▶ Orientação 1: Localize nos registros abaixo toda linha que contenha a palavra "lure" e copie cada uma delas. A diferença entre maiúsculas e minúsculas conta.

........

Os contratos das PPPs de seis arenas também exigem que os governos estaduais paguem os parceiros privados por seus serviços. Esse valor, chamado de contraprestação, inclui os custos da obra, das operações financeiras e de manutenção e administração dos estádios, já que a exploração comercial das arenas ficará a cargo dessas empresas. “É a diferença de comprar uma casa à vista e uma casa financiada. Nas prestações de financiamento está embutido o custo financeiro. Além disso, tem uma pequena parcela que é do custo de manutenção dos estádios nesses anos todos, porque isso ficará também com o concessionário. Então as duas coisas se somam ao valor que, segundo a avaliação, custava a obra em si”, aponta Carlos Sundfeld, professor do curso de Direito da Fundação Getúlio Vargas de São Paulo (FGV).

Duas sedes do Nordeste possuem os maiores valores de contraprestação: em Natal, durante 12 anos, o governo chegará a pagar R$ 10,3 milhões por mês, enquanto em Salvador as despesas somam cerca de R$ 99 milhões por ano ao longo de 15 anos. Nos dois casos, o valor será corrigido anualmente pelo Índice Nacional de Preços ao Consumidor Amplo (IPCA) e, em Natal, ele será reduzido ao longo da vigência da PPP.

........

▶ Orientação 2: Retome o texto sobre os contratos de PPP das arenas e dê continuidade a ele a partir da última frase.

▶ Registros extraídos:
........

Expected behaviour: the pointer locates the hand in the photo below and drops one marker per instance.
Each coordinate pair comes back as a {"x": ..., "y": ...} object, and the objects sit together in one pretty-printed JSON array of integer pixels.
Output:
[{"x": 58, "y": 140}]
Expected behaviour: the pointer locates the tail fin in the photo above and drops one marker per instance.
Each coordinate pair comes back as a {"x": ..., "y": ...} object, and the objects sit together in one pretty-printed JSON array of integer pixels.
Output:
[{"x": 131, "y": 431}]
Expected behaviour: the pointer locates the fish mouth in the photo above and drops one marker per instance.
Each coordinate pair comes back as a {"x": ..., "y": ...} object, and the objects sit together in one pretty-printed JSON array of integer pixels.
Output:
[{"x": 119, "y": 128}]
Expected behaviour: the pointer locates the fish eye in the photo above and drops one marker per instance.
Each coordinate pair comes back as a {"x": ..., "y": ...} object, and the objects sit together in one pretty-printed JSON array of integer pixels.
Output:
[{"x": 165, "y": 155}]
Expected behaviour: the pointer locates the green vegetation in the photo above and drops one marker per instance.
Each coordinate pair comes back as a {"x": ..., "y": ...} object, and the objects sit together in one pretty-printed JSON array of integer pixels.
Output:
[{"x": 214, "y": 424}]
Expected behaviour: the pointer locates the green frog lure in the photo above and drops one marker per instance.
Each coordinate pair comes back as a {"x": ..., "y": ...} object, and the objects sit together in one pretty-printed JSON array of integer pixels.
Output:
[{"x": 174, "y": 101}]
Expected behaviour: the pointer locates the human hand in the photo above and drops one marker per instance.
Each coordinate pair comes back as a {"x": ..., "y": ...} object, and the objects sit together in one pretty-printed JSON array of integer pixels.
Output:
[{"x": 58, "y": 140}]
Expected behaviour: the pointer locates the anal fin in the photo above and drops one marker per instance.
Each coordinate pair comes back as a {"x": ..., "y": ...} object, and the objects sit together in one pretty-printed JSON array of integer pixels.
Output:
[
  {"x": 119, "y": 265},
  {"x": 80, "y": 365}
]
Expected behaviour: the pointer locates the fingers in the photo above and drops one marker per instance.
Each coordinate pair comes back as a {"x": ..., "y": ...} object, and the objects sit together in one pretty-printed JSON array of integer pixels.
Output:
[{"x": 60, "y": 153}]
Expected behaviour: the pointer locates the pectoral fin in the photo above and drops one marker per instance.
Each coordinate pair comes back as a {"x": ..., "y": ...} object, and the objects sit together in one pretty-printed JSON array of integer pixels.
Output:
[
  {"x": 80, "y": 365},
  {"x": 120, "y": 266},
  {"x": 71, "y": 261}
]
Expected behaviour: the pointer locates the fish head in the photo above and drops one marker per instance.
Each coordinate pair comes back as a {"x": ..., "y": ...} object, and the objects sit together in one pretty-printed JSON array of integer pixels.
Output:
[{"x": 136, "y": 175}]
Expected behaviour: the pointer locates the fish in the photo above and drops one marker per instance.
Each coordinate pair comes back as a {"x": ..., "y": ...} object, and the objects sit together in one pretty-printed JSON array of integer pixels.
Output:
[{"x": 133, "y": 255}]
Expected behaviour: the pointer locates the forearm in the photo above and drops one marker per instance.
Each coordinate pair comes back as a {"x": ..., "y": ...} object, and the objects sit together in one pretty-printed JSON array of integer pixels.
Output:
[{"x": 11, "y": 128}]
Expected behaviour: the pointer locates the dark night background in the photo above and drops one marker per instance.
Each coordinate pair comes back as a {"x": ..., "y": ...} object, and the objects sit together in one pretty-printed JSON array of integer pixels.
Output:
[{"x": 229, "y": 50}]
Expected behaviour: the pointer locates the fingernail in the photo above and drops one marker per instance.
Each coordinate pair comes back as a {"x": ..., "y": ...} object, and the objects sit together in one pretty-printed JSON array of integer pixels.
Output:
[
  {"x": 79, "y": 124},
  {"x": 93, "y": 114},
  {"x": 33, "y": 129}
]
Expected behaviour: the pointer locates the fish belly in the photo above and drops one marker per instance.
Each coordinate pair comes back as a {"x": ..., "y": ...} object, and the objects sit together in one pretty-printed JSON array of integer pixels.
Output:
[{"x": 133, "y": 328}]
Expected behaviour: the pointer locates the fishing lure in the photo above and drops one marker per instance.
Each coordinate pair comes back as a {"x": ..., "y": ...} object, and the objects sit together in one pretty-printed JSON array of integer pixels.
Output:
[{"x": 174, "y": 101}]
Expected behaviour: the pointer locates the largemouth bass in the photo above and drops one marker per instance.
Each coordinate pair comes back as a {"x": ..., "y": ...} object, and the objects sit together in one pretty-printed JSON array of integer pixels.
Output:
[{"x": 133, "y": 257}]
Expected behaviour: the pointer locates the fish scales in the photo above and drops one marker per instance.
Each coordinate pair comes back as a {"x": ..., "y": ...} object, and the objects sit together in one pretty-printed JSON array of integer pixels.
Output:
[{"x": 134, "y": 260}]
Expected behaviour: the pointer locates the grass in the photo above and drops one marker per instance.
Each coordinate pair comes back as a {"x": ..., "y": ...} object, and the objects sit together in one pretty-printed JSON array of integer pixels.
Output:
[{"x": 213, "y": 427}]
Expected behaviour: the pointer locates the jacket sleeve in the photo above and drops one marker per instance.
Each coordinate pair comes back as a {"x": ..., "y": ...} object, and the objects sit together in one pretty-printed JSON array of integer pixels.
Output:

........

▶ Resultado final 1:
Expected behaviour: the pointer locates the green frog lure in the photo above and drops one marker per instance.
Expected behaviour: the pointer locates the fishing lure in the photo above and drops one marker per instance.

▶ Resultado final 2:
Para Sandro Cabral, da UFBA, o que se espera é que numa PPP o Estado tenha o menor gasto possível. Mas, no caso dos estádios da Copa, não é isso que ocorre. “Muitos desses empreendimentos não têm capacidade de geração de receitas que sejam capazes de cobrir os custos da operação e de amortizar os custos de construção”, disse. O professor explica que, nesses casos, o poder público precisa garantir um faturamento mínimo para as concessionárias, para que esses empreendimentos sejam atraentes à iniciativa privada.

Apenas três arenas não resultaram em dívidas contraídas pelo poder público: a Arena Corinthians, que recebeu incentivos da Prefeitura de São Paulo, mas que será custeada pelo Corinthians; o estádio privado Beira-Rio, do Internacional de Porto Alegre; e o Mané Garrincha, em Brasília, que já custou R$ 1,4 bilhões aos cofres públicos, mas foi pago graças à venda de terras públicas pela Terracap.

A Pública analisou os nove estádios restantes para mostrar o caminho que o dinheiro fez dos cofres públicos estaduais até os campos de futebol.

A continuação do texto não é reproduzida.